**Kutipan Dokumen:**
---

Pada tahun 2000,  rahin menggadaikan sebidang lahan berupa kebun seluas 2 (dua) hektar yang mana didalamnya terdapat: 25 pohon cengkih, 50 pohon kelapa, 5 batang pohon rambutan, 5 batang pohon mangga, kepada murtahin sejumlah 50 rgam emas, pada tahun 2000 harga emas per gram Rp. 300.000,- (300.000x50=15.000.000), uang yang didapat rahin dari murtahin. Kalau pada tahun 2015 rahin mau membayar utang sedangkan harga emas pada tahun 2015 Rp. 500.000,- / gram, maka uang yang hharus dikeluarkan oleh rahin sebesar (500.000,-x50=25.000.000), maka lebihnya Rp. 10.000.000,- sedangkan lahan tempat rahin mencari nafkah dikuasai sepenuhnya oleh murtahin, maka dalam tempo waktu 15 tahun berapa keuntungan murtahin  dari penghasilan 25 pohon cengkih, 50 pohon kelapa,  5 batang pohon rambutan, 5 batang pohon mangga. Maka penulis perkirakan dari 15 tahun tersebut keuntungan dari marrhun sudah melebihi harga emas pada tahun 2000.

D.    Penemuan Penulis terhadap Praktek Gadai di Kabupaten Lebak Banten.
Pada tanggal 28 Desember 2013 sampai dengan tanggal 24 Januari 2014 penulis melakukan penelitian untuk menyelesaikan tugas ilmiyah, yaitu penulisan skripsi yang berjudul Aplikasi Akad Gadai Lahan Pertanian Dengan Imbalan Emas, yang berlokasi di Kabupaten Lebak Banten. Dalam penelitian tersebut penulis melakukan wawancara antara lain kepada: (1). Rahin, (2). Murtahin, (3). Tokoh Masyarakat, (4). Pemerintah setempat, dan (5). Pemuka Agama. Dari hasil wawancara tersebut penulis mendapatkan hasil  
1.      Pendapat Rahin terhadap praktek Gadai.
Dari 10 (sepuluh) rahin yang penulis wawancara, semuanya menyatakan merasa dirugikan dengan adanya praktek gadai lahan pertanian. Hal ini menurut penulis sangat logis apa yang diungkapkan oleh rahin, karena praktek gadai tersebut bukan menolong, tetapi merugikan rahin. Diantara kerugian-kerugian rahin antara lain: (1). Marhun dikuasai oleh Murtahin sehingga rahin kehilangan mata pencaharian. (2). Gadai menggunakan imbalan emas, yang mana emas tiap tahun relatif naik harganya, sehingga kesempatan rahin untuk mengembalikan utang semakin sulit. Akibatnya marhun semakin lama dikuasai Murtahin. (3). Marhun relativ rusak, karena kebanyakan Marhun tidak merawat marhun sebagaimana mestinya.

---

**Tujuan Latihan:** Dalam kutipan tentang praktik gadai lahan pertanian, berapa rahin yang diwawancarai penulis, dan bagaimana pendapat mereka tentang praktik gadai tersebut? Data di bawah ini tidak diperlukan untuk latihan ini.

**Data yang Diberikan:**
---

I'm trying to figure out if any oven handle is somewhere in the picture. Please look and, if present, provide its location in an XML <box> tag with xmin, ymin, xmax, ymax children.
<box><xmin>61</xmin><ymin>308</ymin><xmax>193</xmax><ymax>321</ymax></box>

---

**Hasil Latihan:** Penulis mewawancarai sepuluh rahin, dan semuanya menyatakan merasa dirugikan oleh praktik gadai lahan pertanian.